Arrange every line of the material below as a Markdown table with the columns "Row" and "Line", numbering the rows and skipping blank lines. Leave the pictures out of the table.
** Begin Rows **
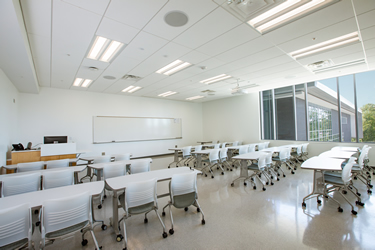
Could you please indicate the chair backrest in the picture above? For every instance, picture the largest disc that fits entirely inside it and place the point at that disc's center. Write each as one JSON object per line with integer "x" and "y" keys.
{"x": 243, "y": 149}
{"x": 121, "y": 157}
{"x": 30, "y": 166}
{"x": 15, "y": 224}
{"x": 111, "y": 170}
{"x": 223, "y": 153}
{"x": 214, "y": 155}
{"x": 261, "y": 146}
{"x": 183, "y": 184}
{"x": 269, "y": 159}
{"x": 283, "y": 154}
{"x": 186, "y": 151}
{"x": 58, "y": 178}
{"x": 251, "y": 148}
{"x": 262, "y": 161}
{"x": 20, "y": 184}
{"x": 346, "y": 174}
{"x": 62, "y": 213}
{"x": 57, "y": 163}
{"x": 102, "y": 159}
{"x": 140, "y": 193}
{"x": 139, "y": 166}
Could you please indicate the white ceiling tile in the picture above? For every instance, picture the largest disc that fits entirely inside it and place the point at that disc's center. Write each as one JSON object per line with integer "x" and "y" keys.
{"x": 231, "y": 39}
{"x": 216, "y": 23}
{"x": 109, "y": 28}
{"x": 134, "y": 13}
{"x": 194, "y": 9}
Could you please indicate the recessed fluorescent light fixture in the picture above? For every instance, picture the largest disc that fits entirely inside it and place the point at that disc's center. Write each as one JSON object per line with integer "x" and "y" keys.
{"x": 77, "y": 82}
{"x": 286, "y": 12}
{"x": 86, "y": 83}
{"x": 194, "y": 97}
{"x": 333, "y": 43}
{"x": 131, "y": 89}
{"x": 168, "y": 93}
{"x": 103, "y": 49}
{"x": 216, "y": 79}
{"x": 173, "y": 67}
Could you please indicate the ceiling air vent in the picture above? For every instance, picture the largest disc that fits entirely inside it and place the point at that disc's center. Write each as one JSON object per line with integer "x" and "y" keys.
{"x": 208, "y": 92}
{"x": 131, "y": 78}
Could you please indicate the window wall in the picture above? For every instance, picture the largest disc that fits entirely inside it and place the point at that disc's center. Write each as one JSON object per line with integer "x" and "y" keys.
{"x": 340, "y": 109}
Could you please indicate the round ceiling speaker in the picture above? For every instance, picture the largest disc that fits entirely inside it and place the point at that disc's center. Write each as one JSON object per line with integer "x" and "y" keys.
{"x": 176, "y": 18}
** End Rows **
## [Solution]
| Row | Line |
|---|---|
| 1 | Could you please indicate the chair backrest in the picture above? For every instance, picture the largest disc that fits entirely inside it and place the point at that disc's center. Write each as one JSON object per line with integer "x" and "y" keys. |
| 2 | {"x": 243, "y": 149} |
| 3 | {"x": 121, "y": 157} |
| 4 | {"x": 30, "y": 166} |
| 5 | {"x": 15, "y": 224} |
| 6 | {"x": 111, "y": 170} |
| 7 | {"x": 223, "y": 153} |
| 8 | {"x": 214, "y": 155} |
| 9 | {"x": 261, "y": 146} |
| 10 | {"x": 183, "y": 184} |
| 11 | {"x": 269, "y": 159} |
| 12 | {"x": 283, "y": 154} |
| 13 | {"x": 186, "y": 151} |
| 14 | {"x": 58, "y": 178} |
| 15 | {"x": 251, "y": 148} |
| 16 | {"x": 262, "y": 161} |
| 17 | {"x": 20, "y": 184} |
| 18 | {"x": 346, "y": 174} |
| 19 | {"x": 62, "y": 213} |
| 20 | {"x": 57, "y": 163} |
| 21 | {"x": 102, "y": 159} |
| 22 | {"x": 140, "y": 193} |
| 23 | {"x": 139, "y": 166} |
| 24 | Could you please indicate the white ceiling tile in the picture above? For every instance, picture the largest disc that fits entirely inside it and place the point at that disc's center. Write each as one JSON object per line with integer "x" and "y" keys. |
| 25 | {"x": 231, "y": 39} |
| 26 | {"x": 216, "y": 23} |
| 27 | {"x": 109, "y": 28} |
| 28 | {"x": 134, "y": 13} |
| 29 | {"x": 194, "y": 9} |
| 30 | Could you please indicate the recessed fluorescent light fixture in the picture above? For every instance, picture the largest disc that fits entirely inside it and place the point at that disc's center. Write each as one JSON object per line with integer "x" and "y" keys. |
| 31 | {"x": 77, "y": 82} |
| 32 | {"x": 286, "y": 12} |
| 33 | {"x": 86, "y": 83} |
| 34 | {"x": 194, "y": 97} |
| 35 | {"x": 333, "y": 43} |
| 36 | {"x": 131, "y": 89} |
| 37 | {"x": 168, "y": 93} |
| 38 | {"x": 103, "y": 49} |
| 39 | {"x": 216, "y": 79} |
| 40 | {"x": 173, "y": 67} |
| 41 | Could you please indicate the ceiling air vent in the picture above? For every instance, picture the largest disc that fits entirely inside it and place the point at that disc's center. Write each as one JSON object per line with integer "x" and "y" keys. |
| 42 | {"x": 208, "y": 92} |
| 43 | {"x": 131, "y": 78} |
| 44 | Could you please indicate the window wall in the picture above? For every instance, picture the largest disc that fits entirely inside it and place the point at that disc's center. Write each as one JSON object per line with integer "x" and "y" keys. |
| 45 | {"x": 340, "y": 109} |
| 46 | Could you please indicate the round ceiling speaker in the picture above? For every instance, picture the largest disc that fits entirely inside it and place the point at that disc's center. Write each as one JSON object per line with integer "x" and "y" keys. |
| 47 | {"x": 176, "y": 18} |